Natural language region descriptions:
Start of Block
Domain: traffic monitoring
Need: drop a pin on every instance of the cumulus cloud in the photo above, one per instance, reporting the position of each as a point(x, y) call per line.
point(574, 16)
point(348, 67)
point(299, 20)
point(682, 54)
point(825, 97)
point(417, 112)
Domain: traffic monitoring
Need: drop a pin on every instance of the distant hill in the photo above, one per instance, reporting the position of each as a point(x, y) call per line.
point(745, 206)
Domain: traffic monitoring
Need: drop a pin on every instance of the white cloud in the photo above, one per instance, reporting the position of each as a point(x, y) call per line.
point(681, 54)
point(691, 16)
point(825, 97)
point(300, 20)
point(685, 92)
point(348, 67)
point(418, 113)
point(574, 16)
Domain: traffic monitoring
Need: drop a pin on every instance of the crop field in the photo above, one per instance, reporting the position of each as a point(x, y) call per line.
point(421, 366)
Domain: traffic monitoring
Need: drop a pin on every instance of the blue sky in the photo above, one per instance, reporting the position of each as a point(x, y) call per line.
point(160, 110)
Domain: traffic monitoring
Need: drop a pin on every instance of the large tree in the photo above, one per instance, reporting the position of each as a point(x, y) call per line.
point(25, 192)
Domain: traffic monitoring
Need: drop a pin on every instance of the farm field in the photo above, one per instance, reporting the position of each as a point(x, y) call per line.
End of Block
All the lines above need to be printed again, exactly.

Domain: traffic monitoring
Need: drop a pin on every instance of the cumulus cloud in the photo above, one per instance, reporting the position of each as a point(x, y) call per line.
point(574, 16)
point(348, 67)
point(299, 20)
point(682, 54)
point(825, 97)
point(417, 112)
Domain: traffic monitoring
Need: drop a pin on every instance of the distant hill in the photo above, one per instance, reporting the position of each as a point(x, y) call per line.
point(745, 206)
Domain: traffic monitoring
Need: drop a pin on every instance of the white cloud in the photo above, one per instance, reporting the position of each as a point(x, y) call per line.
point(681, 54)
point(691, 16)
point(825, 97)
point(300, 20)
point(685, 92)
point(348, 67)
point(418, 113)
point(574, 16)
Domain: traffic monitoring
Need: drop a pin on every instance of the crop field in the photo above, one per instance, reporting the position of each as a point(x, y) call per line.
point(421, 366)
Domain: traffic monitoring
Need: drop a pin on every instance of the blue sky in the photo above, one per instance, reporting the position of each as a point(x, y) call per line.
point(160, 110)
Domain: traffic monitoring
Need: drop a pin on every instance of the large tree in the photo above, one per instance, reporting the position of each as a point(x, y) call per line.
point(25, 192)
Domain: traffic monitoring
Need: drop a pin on every instance of the farm field in the photo above, one per instance, reporting the position of each as a point(x, y) call per line.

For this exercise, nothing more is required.